- **Text for analysis**
------
Day Three — Early Birds Get The Sushi

6:00 AM – Wake up and blog Day 2


After a good night’s sleep, we all meet up in the hotel lobby, say our good mornings, catch up on what we all did for dinner the night before and make sure everyone going is present.  Sam – our JASGP Assistant Director, and today our guide is taking us to a place where the freshest of fish are bought, sold, and prepared.  The only way it could be any fresher, is if you dove in the ocean and took a bite out of the fish while it’s still swimming.  I’m talking about none other than the one and only Tsukiji Fish Market.

Below is the train schedule to Tsukiji Fish Market

6:50 AM – TSUKIJI FISH MARKET  (Grey Line)



There are many fish markets around the world, but Tsukiji Fish Market is known the world over for having not only the freshest, but the most in variety as well.  With over 400 different species in just the warehouse portion of the building alone makes it unique from every other market.
------
- **Material provided**
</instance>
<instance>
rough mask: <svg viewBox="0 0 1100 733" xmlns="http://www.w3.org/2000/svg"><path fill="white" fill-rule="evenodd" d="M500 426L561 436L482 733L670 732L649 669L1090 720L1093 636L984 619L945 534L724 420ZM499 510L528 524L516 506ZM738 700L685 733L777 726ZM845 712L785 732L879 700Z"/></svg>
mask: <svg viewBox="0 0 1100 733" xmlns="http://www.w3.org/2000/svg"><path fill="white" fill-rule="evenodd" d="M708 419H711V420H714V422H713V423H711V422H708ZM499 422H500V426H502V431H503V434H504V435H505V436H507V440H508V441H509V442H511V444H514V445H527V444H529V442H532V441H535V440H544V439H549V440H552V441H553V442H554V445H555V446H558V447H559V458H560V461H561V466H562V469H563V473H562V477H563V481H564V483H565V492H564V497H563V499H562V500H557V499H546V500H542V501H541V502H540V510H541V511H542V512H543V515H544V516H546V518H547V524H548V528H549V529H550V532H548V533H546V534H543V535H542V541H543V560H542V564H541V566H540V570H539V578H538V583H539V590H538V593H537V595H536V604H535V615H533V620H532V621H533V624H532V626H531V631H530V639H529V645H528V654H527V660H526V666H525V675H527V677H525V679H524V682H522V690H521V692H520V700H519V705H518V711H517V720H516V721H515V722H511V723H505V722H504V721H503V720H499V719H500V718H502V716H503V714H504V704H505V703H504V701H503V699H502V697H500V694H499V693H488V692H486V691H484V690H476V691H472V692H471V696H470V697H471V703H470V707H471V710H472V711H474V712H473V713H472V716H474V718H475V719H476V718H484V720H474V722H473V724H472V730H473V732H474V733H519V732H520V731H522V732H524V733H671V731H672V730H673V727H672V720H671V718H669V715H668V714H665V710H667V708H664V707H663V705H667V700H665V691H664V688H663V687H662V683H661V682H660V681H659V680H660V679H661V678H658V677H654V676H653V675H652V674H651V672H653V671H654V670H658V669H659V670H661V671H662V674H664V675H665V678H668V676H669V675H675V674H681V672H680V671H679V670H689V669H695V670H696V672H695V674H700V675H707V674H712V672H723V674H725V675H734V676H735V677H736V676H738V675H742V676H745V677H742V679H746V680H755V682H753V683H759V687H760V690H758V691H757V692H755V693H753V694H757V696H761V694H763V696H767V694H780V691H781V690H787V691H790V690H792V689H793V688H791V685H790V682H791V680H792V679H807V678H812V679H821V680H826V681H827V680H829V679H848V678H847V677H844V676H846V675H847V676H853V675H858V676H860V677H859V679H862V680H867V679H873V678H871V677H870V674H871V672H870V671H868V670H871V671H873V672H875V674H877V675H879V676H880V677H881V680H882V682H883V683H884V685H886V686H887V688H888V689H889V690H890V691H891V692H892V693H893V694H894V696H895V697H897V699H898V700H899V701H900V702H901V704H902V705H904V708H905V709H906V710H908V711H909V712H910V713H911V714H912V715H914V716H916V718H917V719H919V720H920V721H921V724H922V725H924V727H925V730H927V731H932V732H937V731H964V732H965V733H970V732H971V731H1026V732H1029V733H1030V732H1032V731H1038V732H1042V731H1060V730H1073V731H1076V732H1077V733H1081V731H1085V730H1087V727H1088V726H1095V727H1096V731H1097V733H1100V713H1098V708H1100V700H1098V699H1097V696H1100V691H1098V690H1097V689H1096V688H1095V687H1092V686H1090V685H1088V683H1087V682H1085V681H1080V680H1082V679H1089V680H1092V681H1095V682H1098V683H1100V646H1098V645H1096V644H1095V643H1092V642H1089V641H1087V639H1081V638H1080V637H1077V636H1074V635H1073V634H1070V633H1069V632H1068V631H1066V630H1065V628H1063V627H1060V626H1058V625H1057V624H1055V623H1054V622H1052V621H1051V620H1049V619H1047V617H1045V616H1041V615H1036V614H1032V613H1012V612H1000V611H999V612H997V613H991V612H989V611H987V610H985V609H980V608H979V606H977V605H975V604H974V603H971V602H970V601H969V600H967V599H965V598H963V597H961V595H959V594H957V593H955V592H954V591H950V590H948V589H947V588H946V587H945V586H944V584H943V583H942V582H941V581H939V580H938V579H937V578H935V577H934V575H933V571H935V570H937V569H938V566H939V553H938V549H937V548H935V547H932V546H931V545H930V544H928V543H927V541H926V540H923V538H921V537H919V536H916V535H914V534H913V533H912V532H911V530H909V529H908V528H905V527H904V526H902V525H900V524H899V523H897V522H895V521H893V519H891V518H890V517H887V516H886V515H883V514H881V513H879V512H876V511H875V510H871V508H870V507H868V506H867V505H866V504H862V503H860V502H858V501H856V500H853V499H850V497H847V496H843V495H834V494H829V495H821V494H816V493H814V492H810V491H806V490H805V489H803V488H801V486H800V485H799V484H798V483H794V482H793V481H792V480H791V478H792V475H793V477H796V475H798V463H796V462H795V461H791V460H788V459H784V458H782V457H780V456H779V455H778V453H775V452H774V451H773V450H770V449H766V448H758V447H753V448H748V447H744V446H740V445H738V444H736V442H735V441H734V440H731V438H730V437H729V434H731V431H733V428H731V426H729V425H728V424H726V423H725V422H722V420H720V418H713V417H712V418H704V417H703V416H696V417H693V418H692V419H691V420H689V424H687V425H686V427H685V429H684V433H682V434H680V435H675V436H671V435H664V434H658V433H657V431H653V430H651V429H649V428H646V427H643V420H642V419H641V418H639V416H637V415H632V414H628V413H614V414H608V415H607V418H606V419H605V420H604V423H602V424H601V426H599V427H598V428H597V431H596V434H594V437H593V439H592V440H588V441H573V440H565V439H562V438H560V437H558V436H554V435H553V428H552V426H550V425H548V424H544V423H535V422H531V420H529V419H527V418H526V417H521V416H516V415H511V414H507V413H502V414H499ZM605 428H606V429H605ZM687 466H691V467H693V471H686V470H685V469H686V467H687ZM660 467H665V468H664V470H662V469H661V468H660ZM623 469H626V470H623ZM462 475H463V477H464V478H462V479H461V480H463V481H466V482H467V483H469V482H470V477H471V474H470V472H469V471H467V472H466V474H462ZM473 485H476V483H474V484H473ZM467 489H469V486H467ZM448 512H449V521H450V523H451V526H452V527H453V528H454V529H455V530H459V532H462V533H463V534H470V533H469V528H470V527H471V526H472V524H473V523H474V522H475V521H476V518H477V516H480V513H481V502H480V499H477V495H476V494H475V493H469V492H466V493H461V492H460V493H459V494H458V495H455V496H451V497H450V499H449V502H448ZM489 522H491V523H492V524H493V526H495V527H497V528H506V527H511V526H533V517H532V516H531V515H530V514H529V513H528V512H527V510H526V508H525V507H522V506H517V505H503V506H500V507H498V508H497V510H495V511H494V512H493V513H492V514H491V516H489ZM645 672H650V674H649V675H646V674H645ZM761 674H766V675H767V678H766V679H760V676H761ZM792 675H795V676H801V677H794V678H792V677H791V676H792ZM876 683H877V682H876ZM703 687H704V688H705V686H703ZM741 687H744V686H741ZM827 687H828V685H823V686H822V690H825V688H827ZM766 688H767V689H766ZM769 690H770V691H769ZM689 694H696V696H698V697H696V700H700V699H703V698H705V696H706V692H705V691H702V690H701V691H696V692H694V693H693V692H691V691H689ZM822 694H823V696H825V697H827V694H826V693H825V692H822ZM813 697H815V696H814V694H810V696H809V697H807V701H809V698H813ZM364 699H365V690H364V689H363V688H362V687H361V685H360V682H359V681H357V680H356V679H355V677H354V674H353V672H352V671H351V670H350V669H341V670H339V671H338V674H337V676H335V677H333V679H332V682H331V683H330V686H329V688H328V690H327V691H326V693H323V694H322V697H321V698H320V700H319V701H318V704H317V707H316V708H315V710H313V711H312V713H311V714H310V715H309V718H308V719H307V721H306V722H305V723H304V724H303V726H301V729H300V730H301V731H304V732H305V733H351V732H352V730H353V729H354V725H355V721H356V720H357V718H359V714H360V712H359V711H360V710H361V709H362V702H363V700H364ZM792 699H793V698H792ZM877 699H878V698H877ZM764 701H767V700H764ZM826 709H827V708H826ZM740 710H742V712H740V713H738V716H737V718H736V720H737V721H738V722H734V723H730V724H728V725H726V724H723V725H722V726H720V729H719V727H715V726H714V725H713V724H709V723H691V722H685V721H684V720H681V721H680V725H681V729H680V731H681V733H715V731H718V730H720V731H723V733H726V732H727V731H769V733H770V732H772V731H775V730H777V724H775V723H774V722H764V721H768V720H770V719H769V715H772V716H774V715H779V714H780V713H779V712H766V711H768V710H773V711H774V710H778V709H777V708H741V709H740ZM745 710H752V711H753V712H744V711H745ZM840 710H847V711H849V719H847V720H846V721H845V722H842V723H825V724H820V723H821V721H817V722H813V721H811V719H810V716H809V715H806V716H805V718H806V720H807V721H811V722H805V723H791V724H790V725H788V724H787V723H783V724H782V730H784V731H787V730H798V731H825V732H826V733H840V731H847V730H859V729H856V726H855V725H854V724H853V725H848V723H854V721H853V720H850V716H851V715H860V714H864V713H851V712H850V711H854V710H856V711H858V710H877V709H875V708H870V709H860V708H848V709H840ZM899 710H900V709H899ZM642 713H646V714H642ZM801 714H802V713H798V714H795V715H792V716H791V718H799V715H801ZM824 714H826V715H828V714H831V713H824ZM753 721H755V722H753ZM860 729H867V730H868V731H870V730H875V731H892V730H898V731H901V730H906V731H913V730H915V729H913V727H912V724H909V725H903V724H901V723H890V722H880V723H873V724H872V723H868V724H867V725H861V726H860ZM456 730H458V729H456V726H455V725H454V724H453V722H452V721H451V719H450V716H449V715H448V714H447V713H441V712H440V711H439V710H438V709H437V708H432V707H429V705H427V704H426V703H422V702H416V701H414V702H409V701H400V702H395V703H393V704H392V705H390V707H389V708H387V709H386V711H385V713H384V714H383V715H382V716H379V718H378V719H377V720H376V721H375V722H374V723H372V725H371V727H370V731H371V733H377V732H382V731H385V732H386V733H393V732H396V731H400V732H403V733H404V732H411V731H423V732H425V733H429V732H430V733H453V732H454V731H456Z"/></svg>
------
- **Questions on the material**
a – From the Tsukiji Fish Market travel post above, reproduce the stretch from "6:00 AM – Wake" through "MARKET  (Grey Line)" word for word.
b – Pick up the Tsukiji Fish Market travel post after its final sentence and keep writing.

- **Responses for each task**
a –
6:00 AM – Wake up and blog Day 2


After a good night’s sleep, we all meet up in the hotel lobby, say our good mornings, catch up on what we all did for dinner the night before and make sure everyone going is present.  Sam – our JASGP Assistant Director, and today our guide is taking us to a place where the freshest of fish are bought, sold, and prepared.  The only way it could be any fresher, is if you dove in the ocean and took a bite out of the fish while it’s still swimming.  I’m talking about none other than the one and only Tsukiji Fish Market.

Below is the train schedule to Tsukiji Fish Market

6:50 AM – TSUKIJI FISH MARKET  (Grey Line)

b –
One thing that you’ll notice is that business happens at a speed that would make your head spin.  It is also one of the busiest on the planet too.  There are these little gas powered trolleys that the workers zip around on, and turn down to little narrow isles as they pick up and drop off various of seafoods.  Now, one would think that in a place like this, that it would smell bad, or have that “fishy” smell.  But what people who really know how to shop for fish, as well any fisherman, that fresh fish has no smell to it.  It’s THAT fresh.  My brother and  I  personally witnessed a fisherman making filets of Red Snapper.  The fish was still alive, and flipping about madly.  And with one poke through where it’s gills are, and one chop just before the tail fin, the flipping stopped.


Me being me, I’ve been using my Japanese as much as I possible while I’ve been here. And today was going to be no different.  We were walking around and taking photos and I decided to say good morning to the fisherman in the above photo.  The following conversation actually happened.

“Ohayo gozaimasu!”  my brother and I said to an older fisherman.

“Ahhh… Ohayo gozaimasu!” the fisherman replied.

“Gakusei desu ka?” asked the fisherman. This is “Are you a student?” in Japanese.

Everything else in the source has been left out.